• Exercise objective
Format the records starting at the line that contains "Tag each instance of the car hood" and ending at the line that contains "x=574, y=285" as a two-column CSV with the columns request and answer. Give one row per request, and put each request and its answer in a single quoted field with line breaks turned into spaces.

(Point labeling examples)

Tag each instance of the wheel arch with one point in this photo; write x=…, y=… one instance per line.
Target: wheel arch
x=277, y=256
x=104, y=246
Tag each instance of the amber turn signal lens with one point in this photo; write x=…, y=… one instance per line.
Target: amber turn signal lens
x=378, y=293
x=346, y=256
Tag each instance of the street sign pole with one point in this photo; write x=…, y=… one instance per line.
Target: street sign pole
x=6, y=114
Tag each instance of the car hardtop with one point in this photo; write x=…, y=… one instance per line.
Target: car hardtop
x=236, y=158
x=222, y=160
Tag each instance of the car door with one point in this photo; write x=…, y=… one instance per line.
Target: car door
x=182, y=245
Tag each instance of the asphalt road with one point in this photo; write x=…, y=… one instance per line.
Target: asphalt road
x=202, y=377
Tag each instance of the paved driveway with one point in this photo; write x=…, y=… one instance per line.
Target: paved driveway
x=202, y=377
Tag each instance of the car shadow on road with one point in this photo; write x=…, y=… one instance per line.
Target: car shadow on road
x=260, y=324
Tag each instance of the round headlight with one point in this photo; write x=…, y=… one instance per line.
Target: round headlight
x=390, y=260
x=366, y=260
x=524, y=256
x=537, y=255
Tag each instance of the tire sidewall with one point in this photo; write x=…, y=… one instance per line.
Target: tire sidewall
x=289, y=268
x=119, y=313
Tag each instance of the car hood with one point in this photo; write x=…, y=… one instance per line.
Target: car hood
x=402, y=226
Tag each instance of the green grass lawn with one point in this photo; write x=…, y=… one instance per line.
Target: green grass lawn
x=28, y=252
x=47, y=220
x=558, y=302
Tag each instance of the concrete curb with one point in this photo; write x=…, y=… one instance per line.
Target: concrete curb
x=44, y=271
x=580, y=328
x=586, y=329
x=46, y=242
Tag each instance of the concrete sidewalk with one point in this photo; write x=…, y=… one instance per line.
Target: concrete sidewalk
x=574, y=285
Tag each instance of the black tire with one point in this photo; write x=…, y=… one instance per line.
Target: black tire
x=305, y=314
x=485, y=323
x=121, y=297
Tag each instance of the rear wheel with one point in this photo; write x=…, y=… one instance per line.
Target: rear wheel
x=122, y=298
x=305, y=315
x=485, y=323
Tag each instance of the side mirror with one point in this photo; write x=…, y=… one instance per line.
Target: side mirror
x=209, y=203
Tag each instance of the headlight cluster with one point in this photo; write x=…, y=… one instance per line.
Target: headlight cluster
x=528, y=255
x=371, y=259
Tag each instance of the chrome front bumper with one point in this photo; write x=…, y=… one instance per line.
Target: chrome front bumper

• Exercise response
request,answer
"Tag each instance of the car hood with one point in this photo; write x=…, y=… one instance per line. Target: car hood","x=402, y=226"
"Tag each instance of the green grass lawn with one point in this photo; write x=…, y=… one instance per line. Target: green grass lawn","x=28, y=252 x=47, y=220 x=558, y=302"
"Tag each instance of the concrete curb with one point in this photo; write x=…, y=… one instance per line. Target: concrete curb","x=44, y=271 x=580, y=328 x=586, y=329 x=46, y=242"
"Tag each instance of the concrete sidewalk with one point in this photo; write x=…, y=… one instance per line. Target: concrete sidewalk","x=574, y=285"